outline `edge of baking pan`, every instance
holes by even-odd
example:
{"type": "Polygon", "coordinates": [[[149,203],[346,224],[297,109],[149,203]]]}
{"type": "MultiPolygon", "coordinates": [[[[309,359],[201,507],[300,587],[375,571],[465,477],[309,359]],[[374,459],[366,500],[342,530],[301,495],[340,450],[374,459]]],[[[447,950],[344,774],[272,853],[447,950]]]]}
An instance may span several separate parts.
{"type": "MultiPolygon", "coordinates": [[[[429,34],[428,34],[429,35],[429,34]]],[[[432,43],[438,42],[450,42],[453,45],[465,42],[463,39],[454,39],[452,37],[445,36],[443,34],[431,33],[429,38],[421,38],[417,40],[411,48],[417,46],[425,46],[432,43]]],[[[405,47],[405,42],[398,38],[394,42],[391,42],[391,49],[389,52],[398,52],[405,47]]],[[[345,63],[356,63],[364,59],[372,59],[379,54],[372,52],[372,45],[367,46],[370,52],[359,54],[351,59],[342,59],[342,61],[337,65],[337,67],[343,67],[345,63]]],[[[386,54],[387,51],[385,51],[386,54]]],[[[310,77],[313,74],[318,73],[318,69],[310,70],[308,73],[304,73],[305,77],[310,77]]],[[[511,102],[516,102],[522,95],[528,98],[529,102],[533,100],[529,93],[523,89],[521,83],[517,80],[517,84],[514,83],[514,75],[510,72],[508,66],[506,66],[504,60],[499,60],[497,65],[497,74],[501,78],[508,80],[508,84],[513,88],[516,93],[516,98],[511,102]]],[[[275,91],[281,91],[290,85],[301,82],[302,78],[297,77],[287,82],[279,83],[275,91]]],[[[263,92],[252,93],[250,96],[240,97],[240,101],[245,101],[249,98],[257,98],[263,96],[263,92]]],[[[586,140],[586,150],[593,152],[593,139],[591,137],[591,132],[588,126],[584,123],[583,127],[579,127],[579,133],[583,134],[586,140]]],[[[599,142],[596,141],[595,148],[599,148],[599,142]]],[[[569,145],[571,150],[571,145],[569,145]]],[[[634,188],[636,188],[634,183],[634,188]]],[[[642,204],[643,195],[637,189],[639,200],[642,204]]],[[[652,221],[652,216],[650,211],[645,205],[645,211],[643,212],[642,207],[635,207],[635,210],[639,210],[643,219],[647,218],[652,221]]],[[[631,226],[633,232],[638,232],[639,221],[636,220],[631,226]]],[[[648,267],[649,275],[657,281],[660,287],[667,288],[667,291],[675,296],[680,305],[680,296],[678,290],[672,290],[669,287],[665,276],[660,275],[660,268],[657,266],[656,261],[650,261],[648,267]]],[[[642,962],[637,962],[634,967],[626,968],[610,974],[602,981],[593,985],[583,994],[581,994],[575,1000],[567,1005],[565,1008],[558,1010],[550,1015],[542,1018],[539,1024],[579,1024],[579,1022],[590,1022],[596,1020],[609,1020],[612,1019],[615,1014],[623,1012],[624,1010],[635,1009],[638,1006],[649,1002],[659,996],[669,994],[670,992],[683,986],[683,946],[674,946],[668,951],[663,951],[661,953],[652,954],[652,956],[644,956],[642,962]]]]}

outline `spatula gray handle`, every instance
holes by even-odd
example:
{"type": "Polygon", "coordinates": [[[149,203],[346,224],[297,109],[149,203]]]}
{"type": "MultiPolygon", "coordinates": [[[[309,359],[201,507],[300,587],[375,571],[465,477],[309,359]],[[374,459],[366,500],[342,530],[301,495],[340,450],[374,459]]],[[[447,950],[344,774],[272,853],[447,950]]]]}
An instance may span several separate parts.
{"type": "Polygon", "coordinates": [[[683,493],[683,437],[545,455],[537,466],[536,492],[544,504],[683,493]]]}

== OBJECTIVE ==
Restate the whole of the material exactly.

== RESULT OF THE EXERCISE ==
outline `edge of baking pan`, every instance
holes by even-odd
example:
{"type": "Polygon", "coordinates": [[[149,203],[346,224],[297,109],[149,203]]]}
{"type": "MultiPolygon", "coordinates": [[[[309,359],[201,507],[300,587],[375,571],[465,477],[309,359]],[[374,459],[366,500],[342,530],[301,495],[340,450],[374,459]]],[[[447,950],[344,774],[272,853],[447,950]]]]}
An instance may span several separate parts.
{"type": "MultiPolygon", "coordinates": [[[[429,34],[428,34],[429,35],[429,34]]],[[[432,43],[438,42],[450,42],[453,45],[465,42],[463,39],[454,39],[452,37],[445,36],[443,34],[431,33],[429,38],[421,38],[417,40],[411,48],[417,46],[425,46],[432,43]]],[[[405,47],[405,42],[398,38],[394,42],[391,42],[391,49],[389,52],[398,52],[405,47]]],[[[345,63],[356,63],[364,59],[372,59],[379,54],[372,52],[372,45],[367,46],[370,52],[359,54],[351,59],[342,59],[342,61],[337,65],[337,67],[343,67],[345,63]]],[[[386,54],[387,51],[385,51],[386,54]]],[[[310,77],[313,74],[318,73],[318,69],[310,70],[308,73],[304,73],[305,77],[310,77]]],[[[511,102],[516,102],[522,95],[528,98],[529,102],[533,100],[529,93],[523,89],[521,83],[517,80],[517,84],[514,83],[514,75],[510,72],[508,66],[506,66],[504,60],[499,60],[497,65],[497,74],[501,78],[508,80],[508,84],[513,88],[516,93],[516,98],[511,102]]],[[[275,91],[281,91],[290,85],[301,82],[302,78],[297,77],[287,82],[279,83],[275,91]]],[[[263,92],[252,93],[250,96],[240,97],[240,101],[245,101],[249,98],[257,98],[263,96],[263,92]]],[[[586,140],[586,150],[593,152],[593,139],[591,137],[591,132],[588,126],[584,123],[583,127],[579,127],[579,133],[583,134],[586,140]]],[[[599,142],[596,141],[595,148],[599,148],[599,142]]],[[[569,145],[571,150],[571,145],[569,145]]],[[[634,188],[636,188],[634,183],[634,188]]],[[[642,204],[643,195],[637,189],[639,200],[642,204]]],[[[652,221],[652,216],[650,211],[645,205],[645,211],[643,212],[642,207],[635,207],[635,210],[639,210],[643,219],[647,218],[652,221]]],[[[631,226],[633,232],[638,232],[639,221],[636,220],[631,226]]],[[[648,267],[649,275],[657,281],[660,287],[667,288],[667,291],[675,296],[680,305],[680,296],[678,290],[672,290],[669,287],[665,276],[660,275],[660,268],[657,266],[656,261],[650,261],[648,267]]],[[[642,962],[637,962],[634,967],[626,968],[610,974],[602,981],[593,985],[583,994],[581,994],[575,1000],[567,1005],[565,1008],[558,1010],[550,1015],[542,1018],[539,1024],[579,1024],[579,1022],[590,1022],[596,1020],[609,1020],[612,1019],[615,1014],[623,1012],[624,1010],[635,1009],[638,1006],[649,1002],[659,996],[669,994],[670,992],[683,986],[683,946],[674,946],[668,951],[663,951],[661,953],[652,954],[652,956],[644,956],[642,962]]]]}

outline `spatula gray handle`, every instance
holes by even-odd
example:
{"type": "Polygon", "coordinates": [[[149,203],[346,224],[297,109],[149,203]]]}
{"type": "MultiPolygon", "coordinates": [[[[309,359],[201,507],[300,587],[375,571],[465,477],[309,359]],[[374,459],[366,500],[342,530],[301,495],[340,450],[374,459]]],[[[447,950],[344,774],[272,853],[447,950]]]]}
An instance may span several separate parts.
{"type": "Polygon", "coordinates": [[[683,493],[683,437],[545,455],[537,466],[536,492],[544,504],[683,493]]]}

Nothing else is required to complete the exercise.